» O que fazer: Copie, linha por linha e sem alterações, os dados que vão da linha que contém "the dog's face" até o fim dos dados, com essa linha e a última incluídas. Deixe as imagens de fora da resposta.

» Dados brutos:
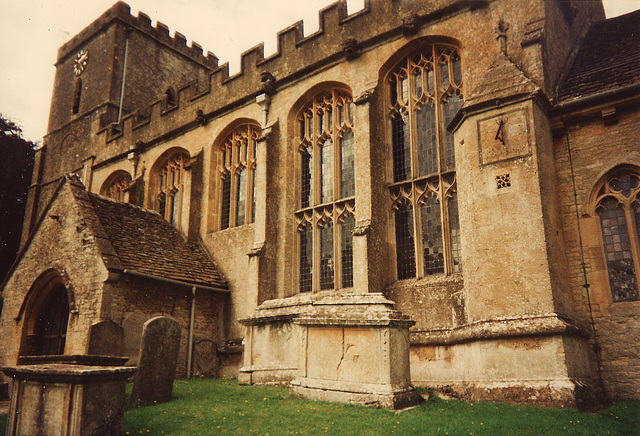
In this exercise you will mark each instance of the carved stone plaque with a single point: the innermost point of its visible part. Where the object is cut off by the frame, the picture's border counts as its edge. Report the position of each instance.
(504, 137)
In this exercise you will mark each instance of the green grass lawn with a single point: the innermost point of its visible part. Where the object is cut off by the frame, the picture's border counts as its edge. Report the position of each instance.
(205, 406)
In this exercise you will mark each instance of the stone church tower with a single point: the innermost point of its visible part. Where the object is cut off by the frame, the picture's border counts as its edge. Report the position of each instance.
(431, 193)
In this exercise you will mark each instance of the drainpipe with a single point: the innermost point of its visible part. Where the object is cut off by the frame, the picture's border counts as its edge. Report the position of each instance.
(585, 279)
(191, 322)
(124, 74)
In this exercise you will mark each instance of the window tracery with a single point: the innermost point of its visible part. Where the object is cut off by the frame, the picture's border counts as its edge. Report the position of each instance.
(618, 207)
(325, 216)
(116, 186)
(424, 93)
(172, 179)
(237, 169)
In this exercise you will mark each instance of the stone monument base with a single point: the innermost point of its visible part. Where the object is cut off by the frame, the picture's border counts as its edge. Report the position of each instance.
(394, 400)
(61, 399)
(354, 348)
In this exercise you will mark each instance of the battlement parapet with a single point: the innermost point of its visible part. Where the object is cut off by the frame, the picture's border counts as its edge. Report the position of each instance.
(122, 12)
(340, 37)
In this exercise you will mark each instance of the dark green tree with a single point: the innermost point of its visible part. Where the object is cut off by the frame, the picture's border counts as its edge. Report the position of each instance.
(16, 164)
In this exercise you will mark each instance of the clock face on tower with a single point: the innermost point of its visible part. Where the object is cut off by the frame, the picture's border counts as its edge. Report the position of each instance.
(81, 62)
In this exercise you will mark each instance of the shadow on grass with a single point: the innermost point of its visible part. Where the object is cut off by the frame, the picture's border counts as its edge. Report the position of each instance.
(206, 406)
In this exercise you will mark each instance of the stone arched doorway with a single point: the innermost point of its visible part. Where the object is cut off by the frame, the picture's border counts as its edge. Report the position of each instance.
(47, 316)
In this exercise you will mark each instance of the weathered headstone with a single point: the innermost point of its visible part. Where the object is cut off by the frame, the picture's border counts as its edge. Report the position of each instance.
(106, 339)
(157, 361)
(132, 324)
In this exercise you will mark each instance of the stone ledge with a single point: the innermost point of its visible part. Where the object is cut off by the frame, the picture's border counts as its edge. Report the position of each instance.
(546, 325)
(569, 393)
(74, 359)
(64, 373)
(398, 400)
(308, 321)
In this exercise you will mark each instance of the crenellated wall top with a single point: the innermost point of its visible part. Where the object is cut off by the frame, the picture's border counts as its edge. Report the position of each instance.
(122, 12)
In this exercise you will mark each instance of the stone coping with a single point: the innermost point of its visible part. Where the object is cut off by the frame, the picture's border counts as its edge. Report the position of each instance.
(65, 373)
(545, 325)
(74, 359)
(324, 305)
(368, 322)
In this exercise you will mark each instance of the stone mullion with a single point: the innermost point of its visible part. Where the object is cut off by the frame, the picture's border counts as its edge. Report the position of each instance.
(233, 191)
(415, 173)
(363, 179)
(337, 250)
(259, 184)
(634, 240)
(417, 231)
(446, 233)
(317, 195)
(337, 194)
(438, 95)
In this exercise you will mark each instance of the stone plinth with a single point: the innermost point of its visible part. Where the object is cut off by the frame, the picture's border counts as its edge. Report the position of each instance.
(57, 399)
(355, 348)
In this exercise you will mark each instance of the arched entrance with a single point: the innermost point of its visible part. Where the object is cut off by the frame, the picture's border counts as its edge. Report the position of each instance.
(45, 328)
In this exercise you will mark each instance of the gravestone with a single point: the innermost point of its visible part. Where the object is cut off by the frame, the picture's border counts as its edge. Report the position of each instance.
(157, 361)
(106, 339)
(132, 324)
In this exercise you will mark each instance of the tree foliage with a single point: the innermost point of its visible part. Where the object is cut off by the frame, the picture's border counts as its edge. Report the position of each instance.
(16, 164)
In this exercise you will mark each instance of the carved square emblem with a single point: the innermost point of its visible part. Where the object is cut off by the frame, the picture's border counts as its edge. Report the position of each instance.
(504, 137)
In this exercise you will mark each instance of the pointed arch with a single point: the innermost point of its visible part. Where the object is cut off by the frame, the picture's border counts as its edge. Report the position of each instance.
(46, 310)
(615, 203)
(234, 165)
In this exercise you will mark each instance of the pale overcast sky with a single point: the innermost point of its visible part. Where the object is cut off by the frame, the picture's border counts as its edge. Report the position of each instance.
(32, 31)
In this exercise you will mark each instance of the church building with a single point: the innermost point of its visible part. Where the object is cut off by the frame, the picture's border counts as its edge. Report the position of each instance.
(433, 193)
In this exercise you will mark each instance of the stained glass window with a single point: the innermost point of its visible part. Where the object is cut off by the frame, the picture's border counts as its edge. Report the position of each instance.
(171, 180)
(425, 92)
(237, 169)
(116, 185)
(618, 206)
(325, 214)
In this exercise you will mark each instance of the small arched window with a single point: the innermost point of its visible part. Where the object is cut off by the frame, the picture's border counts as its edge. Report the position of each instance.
(237, 169)
(325, 214)
(77, 93)
(170, 98)
(171, 182)
(424, 92)
(116, 186)
(618, 208)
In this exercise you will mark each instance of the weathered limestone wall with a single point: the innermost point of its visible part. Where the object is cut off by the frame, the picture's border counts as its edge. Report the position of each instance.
(597, 148)
(56, 247)
(519, 370)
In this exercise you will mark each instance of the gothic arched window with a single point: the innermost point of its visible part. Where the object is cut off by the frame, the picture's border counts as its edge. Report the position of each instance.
(77, 93)
(325, 215)
(116, 185)
(424, 92)
(172, 178)
(618, 207)
(237, 169)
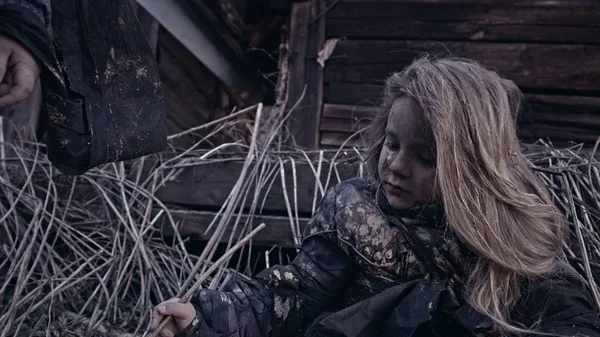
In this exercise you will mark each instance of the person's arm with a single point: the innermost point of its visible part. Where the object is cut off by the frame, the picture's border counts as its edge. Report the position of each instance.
(283, 300)
(19, 70)
(42, 8)
(565, 305)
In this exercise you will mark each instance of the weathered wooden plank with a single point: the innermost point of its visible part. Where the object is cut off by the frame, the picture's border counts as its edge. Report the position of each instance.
(354, 112)
(542, 12)
(413, 29)
(174, 54)
(542, 113)
(353, 93)
(337, 139)
(529, 65)
(195, 223)
(567, 111)
(493, 2)
(558, 133)
(299, 120)
(209, 185)
(314, 75)
(342, 124)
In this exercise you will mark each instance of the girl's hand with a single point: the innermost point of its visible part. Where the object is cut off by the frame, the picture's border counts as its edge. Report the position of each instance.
(22, 70)
(183, 314)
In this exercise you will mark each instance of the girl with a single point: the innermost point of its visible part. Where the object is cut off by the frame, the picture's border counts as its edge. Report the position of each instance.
(452, 235)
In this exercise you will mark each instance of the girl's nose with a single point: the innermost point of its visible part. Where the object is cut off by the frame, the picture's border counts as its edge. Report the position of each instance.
(399, 164)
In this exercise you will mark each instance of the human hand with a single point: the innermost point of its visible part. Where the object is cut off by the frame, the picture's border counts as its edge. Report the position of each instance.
(183, 315)
(18, 72)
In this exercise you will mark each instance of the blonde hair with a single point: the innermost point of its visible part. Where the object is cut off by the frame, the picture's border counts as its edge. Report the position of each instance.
(492, 200)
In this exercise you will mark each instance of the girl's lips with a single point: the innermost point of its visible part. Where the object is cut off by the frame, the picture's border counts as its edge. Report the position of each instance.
(396, 190)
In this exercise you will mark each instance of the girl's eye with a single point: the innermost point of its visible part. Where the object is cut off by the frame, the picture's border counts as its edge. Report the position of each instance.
(426, 159)
(391, 145)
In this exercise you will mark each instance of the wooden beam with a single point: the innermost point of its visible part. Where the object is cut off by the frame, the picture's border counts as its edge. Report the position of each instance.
(150, 27)
(336, 139)
(197, 36)
(353, 93)
(305, 87)
(355, 112)
(219, 28)
(343, 124)
(209, 185)
(518, 12)
(411, 29)
(195, 223)
(539, 66)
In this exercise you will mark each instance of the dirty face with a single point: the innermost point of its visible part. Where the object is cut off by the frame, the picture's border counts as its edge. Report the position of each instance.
(407, 160)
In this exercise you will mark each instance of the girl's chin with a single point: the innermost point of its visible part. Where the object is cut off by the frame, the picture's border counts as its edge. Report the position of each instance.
(399, 203)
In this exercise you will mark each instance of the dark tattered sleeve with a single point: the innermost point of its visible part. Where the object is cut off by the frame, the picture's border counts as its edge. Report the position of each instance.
(281, 300)
(40, 7)
(560, 305)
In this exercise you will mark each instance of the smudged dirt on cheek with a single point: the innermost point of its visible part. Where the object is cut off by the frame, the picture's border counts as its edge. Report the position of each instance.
(282, 307)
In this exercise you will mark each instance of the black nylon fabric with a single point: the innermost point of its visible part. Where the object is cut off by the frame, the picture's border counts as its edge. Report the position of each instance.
(340, 284)
(102, 97)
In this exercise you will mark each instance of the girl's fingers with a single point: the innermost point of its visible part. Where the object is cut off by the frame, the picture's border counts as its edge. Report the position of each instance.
(158, 315)
(177, 310)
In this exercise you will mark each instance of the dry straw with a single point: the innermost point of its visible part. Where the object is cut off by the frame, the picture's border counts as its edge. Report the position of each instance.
(84, 256)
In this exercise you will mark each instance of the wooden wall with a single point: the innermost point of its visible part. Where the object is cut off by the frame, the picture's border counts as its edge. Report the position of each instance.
(551, 49)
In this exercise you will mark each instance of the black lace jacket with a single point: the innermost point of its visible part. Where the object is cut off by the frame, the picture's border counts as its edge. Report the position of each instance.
(359, 273)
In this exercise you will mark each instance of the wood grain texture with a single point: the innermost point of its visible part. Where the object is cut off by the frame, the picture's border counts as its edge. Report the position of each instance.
(538, 66)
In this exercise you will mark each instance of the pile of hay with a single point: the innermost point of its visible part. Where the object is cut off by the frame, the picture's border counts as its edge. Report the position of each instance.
(84, 256)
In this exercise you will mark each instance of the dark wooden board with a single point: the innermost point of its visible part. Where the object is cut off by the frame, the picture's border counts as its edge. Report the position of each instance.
(558, 133)
(542, 117)
(209, 186)
(336, 139)
(562, 12)
(352, 93)
(302, 122)
(354, 112)
(342, 124)
(538, 66)
(195, 223)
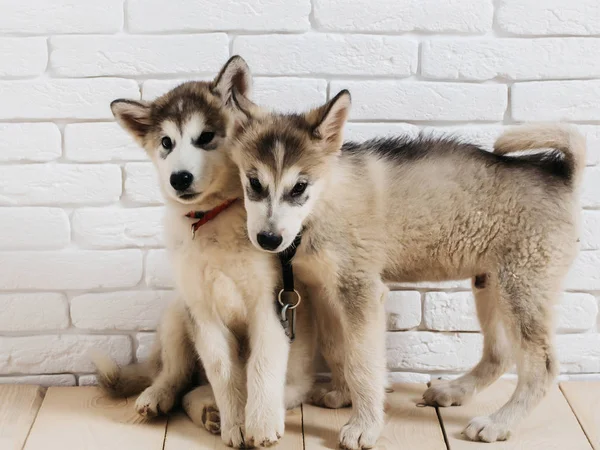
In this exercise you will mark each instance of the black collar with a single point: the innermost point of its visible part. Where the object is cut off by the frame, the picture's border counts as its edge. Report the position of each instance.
(288, 298)
(285, 258)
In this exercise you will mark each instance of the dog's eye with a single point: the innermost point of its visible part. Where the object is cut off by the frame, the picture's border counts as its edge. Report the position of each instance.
(255, 185)
(167, 143)
(205, 138)
(298, 188)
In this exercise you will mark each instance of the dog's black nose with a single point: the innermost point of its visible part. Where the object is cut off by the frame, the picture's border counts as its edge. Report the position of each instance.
(268, 241)
(181, 181)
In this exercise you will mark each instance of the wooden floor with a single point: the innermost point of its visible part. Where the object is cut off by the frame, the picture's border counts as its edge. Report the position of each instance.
(78, 418)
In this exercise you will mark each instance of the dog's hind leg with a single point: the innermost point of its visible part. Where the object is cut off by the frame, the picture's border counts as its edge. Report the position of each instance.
(526, 301)
(496, 350)
(331, 344)
(178, 359)
(363, 321)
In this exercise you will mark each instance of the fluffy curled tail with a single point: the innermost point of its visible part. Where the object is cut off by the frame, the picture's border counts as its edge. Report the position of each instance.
(559, 137)
(122, 381)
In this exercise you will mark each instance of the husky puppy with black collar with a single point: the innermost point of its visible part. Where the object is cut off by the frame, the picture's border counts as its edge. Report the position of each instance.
(226, 312)
(412, 210)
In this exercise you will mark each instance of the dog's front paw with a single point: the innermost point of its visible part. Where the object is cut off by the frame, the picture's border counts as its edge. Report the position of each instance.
(446, 393)
(358, 435)
(485, 429)
(154, 401)
(233, 436)
(326, 397)
(265, 432)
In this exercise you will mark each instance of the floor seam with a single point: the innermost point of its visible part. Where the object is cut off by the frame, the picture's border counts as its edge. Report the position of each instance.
(566, 397)
(441, 422)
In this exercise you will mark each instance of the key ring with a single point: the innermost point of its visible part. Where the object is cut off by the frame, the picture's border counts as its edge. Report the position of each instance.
(290, 305)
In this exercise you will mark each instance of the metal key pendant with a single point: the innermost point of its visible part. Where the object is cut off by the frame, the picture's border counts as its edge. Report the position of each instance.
(285, 323)
(292, 335)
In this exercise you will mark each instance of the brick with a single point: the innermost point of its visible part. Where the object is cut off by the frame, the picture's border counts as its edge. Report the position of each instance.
(87, 380)
(152, 89)
(583, 377)
(39, 311)
(512, 59)
(69, 269)
(590, 189)
(289, 94)
(142, 184)
(592, 134)
(450, 311)
(433, 285)
(126, 310)
(531, 17)
(579, 352)
(150, 16)
(99, 142)
(403, 310)
(455, 311)
(64, 353)
(282, 93)
(36, 142)
(590, 233)
(408, 377)
(421, 350)
(363, 131)
(576, 312)
(41, 380)
(145, 341)
(61, 16)
(42, 184)
(63, 99)
(34, 228)
(338, 54)
(467, 16)
(23, 57)
(585, 272)
(81, 56)
(556, 100)
(159, 273)
(118, 227)
(483, 135)
(394, 100)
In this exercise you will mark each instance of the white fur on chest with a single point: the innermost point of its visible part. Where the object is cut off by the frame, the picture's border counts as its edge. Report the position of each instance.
(218, 272)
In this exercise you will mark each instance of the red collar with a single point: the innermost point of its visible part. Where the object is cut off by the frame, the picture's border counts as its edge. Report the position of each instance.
(206, 216)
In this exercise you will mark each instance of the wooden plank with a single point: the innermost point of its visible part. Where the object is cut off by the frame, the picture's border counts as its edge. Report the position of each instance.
(85, 418)
(183, 434)
(584, 398)
(407, 425)
(552, 425)
(19, 405)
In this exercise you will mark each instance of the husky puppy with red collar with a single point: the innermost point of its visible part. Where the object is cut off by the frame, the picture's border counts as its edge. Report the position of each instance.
(226, 313)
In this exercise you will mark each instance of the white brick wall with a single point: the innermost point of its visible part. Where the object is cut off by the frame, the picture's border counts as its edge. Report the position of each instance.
(82, 263)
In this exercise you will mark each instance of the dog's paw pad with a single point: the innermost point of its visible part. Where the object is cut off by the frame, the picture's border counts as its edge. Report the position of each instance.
(355, 436)
(211, 419)
(445, 393)
(484, 429)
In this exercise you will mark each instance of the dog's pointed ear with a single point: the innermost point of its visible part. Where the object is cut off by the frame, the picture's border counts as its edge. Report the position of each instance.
(329, 120)
(133, 116)
(235, 74)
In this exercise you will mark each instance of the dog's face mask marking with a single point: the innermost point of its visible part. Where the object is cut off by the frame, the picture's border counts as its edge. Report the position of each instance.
(283, 160)
(188, 131)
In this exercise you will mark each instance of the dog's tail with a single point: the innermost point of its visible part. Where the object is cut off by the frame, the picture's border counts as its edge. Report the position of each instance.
(566, 158)
(124, 381)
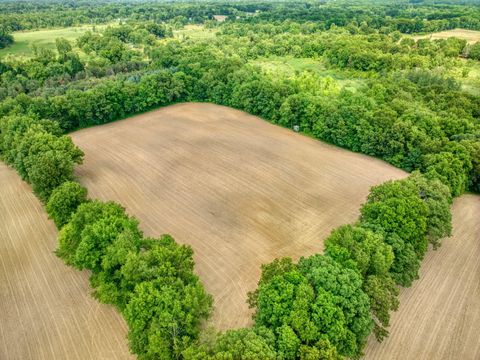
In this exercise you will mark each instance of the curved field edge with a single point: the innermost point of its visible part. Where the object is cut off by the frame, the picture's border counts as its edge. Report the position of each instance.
(239, 190)
(439, 316)
(46, 310)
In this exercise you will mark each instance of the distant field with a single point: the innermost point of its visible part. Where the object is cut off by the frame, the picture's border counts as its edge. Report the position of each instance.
(439, 316)
(471, 36)
(46, 310)
(290, 65)
(22, 47)
(241, 191)
(195, 32)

» Resposta correta:
In this exercise you will mark each instance of the dog's face mask marking with a single point: the innermost point of its visible part. Where the object is cut off by the frame, the picture's border counts as its edge. Report the position of each instance.
(283, 160)
(188, 131)
In this exercise you will mark each instance of the dog's tail with a single point: the innermost point of its visible part. Where the object is cut off by the frame, the picture's border counts as its edge. Report the position of each instance.
(566, 158)
(124, 381)
In this exercise you will mark each instance of the curved field edge with a single point: the innermost point of its visible part. Where the object is cut off by the frame, the picture's border counts as its edge. Report the position of each instance.
(239, 190)
(439, 316)
(46, 310)
In this exercise you will mark each instance of the distant field with a single point: the innermost point of its visible part. Where the object is cut off by the frame, the picture's border counts as its edge. Report the position of each instance.
(439, 316)
(471, 36)
(46, 310)
(290, 65)
(22, 47)
(241, 191)
(195, 32)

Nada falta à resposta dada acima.